Pour mettre en oeuvre et évaluer la nouvelle pratique avec les TIC, nous avons considéré les sept caractéristiques d’une expérimentation de devis de Collins (1999). Ainsi, la nouvelle pratique, réelle et jugée complexe, réunit une formation et un projet de recherche. De plus, plusieurs variables dépendantes peuvent intervenir, et nous ne cherchons pas à les contrôler ni à les limiter. Le design de notre formation-recherche est flexible et se prête à plusieurs révisions. Les interactions sociales entre les membres du milieu universitaire, les mentors, les enseignantes associées, les directrices du ministère de l’Éducation et de RESCOL à la Source sont fortement mises à contribution. La formation-recherche proposée conduit à l’évaluation d’une nouvelle pratique avec les TIC pour les futurs enseignants plutôt qu’à la vérification formelle d’hypothèses. Enfin, la nouvelle pratique est coproduite et coanalysée par les futurs enseignants et la professeure-chercheure.

Évaluation de la nouvelle pratique

Instruments de collecte de données

Deux types d’instruments de mesure ont été utilisés pour recueillir les données : le journal réflexif et un questionnaire. Le questionnaire Les TIC et les futurs enseignants, créé pour répondre aux besoins de la présente évaluation, comporte trois parties. La première porte sur l’identification du futur enseignant et sur sa consommation informatique. Dans la deuxième partie, nous l’avons interrogé sur sa perception de l’utilisation des TIC dans l’enseignement et l’apprentissage. L’échelle utilisée comporte quatre niveaux (1- Très en désaccord à 4- Très d’accord). Nous avons mesuré la perception des futurs enseignants quant à l’utilisation générale des TIC dans l’enseignement et dans l’apprentissage car si elle s’avère très négative, elle peut influencer leur perception de la nouvelle pratique d’enseignement et d’apprentissage. La dernière section comporte des questions ouvertes sur leur perception de la nouvelle pratique avec les TIC.

Le questionnaire a été administré à la deuxième et à la dernière semaine de la formation. À la fin de la formation, nous avons ajouté une section comportant des questions ouvertes sur l’évaluation de la nouvelle pratique d’enseignement et d’apprentissage avec les TIC, et plus particulièrement sur le projet RESCOL à la Source et sur l’utilisation d’un ordinateur portatif. Tout au long du projet, les futurs enseignants ont rédigé un journal réflexif comprenant une partie publique et une partie personnelle portant notamment sur leurs apprentissages, leur perception de la nouvelle pratique, le projet RESCOL à la Source avec leur enseignante associée, leur utilisation des TIC et l’ordinateur portatif. À chaque rencontre, ils partageaient leurs perceptions et leurs commentaires au sujet du déroulement de la nouvelle pratique entre eux et avec la professeure-chercheure.

> [DONNÉES PRÉSENTÉES]
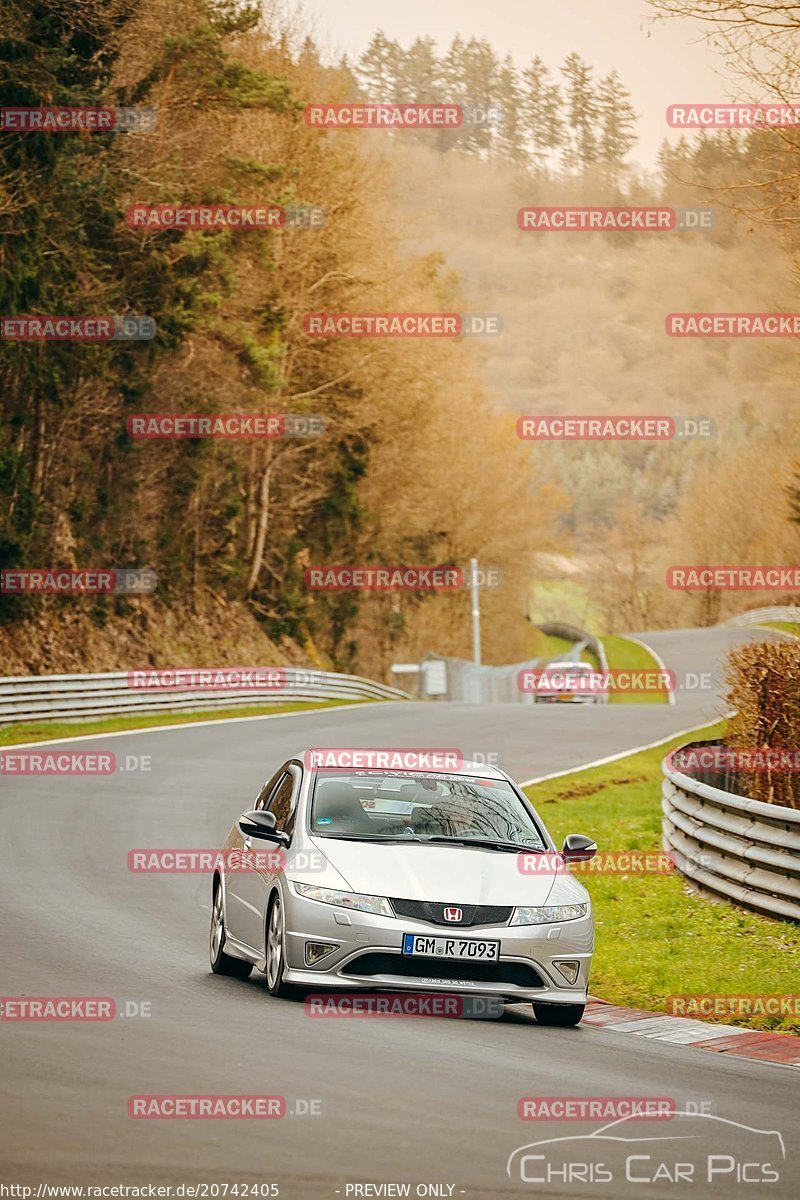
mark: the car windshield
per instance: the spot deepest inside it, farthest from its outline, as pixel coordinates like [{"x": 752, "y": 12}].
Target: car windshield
[{"x": 396, "y": 805}]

> [TRAVAIL DEMANDÉ] Recopiez fidèlement le passage du texte source qui commence par les mots contenant "Le questionnaire a" et se termine par "avec la professeure-chercheure.". La liste n'intervient en rien dans ce travail.

> [RÉSULTAT ATTENDU]
Le questionnaire a été administré à la deuxième et à la dernière semaine de la formation. À la fin de la formation, nous avons ajouté une section comportant des questions ouvertes sur l’évaluation de la nouvelle pratique d’enseignement et d’apprentissage avec les TIC, et plus particulièrement sur le projet RESCOL à la Source et sur l’utilisation d’un ordinateur portatif. Tout au long du projet, les futurs enseignants ont rédigé un journal réflexif comprenant une partie publique et une partie personnelle portant notamment sur leurs apprentissages, leur perception de la nouvelle pratique, le projet RESCOL à la Source avec leur enseignante associée, leur utilisation des TIC et l’ordinateur portatif. À chaque rencontre, ils partageaient leurs perceptions et leurs commentaires au sujet du déroulement de la nouvelle pratique entre eux et avec la professeure-chercheure.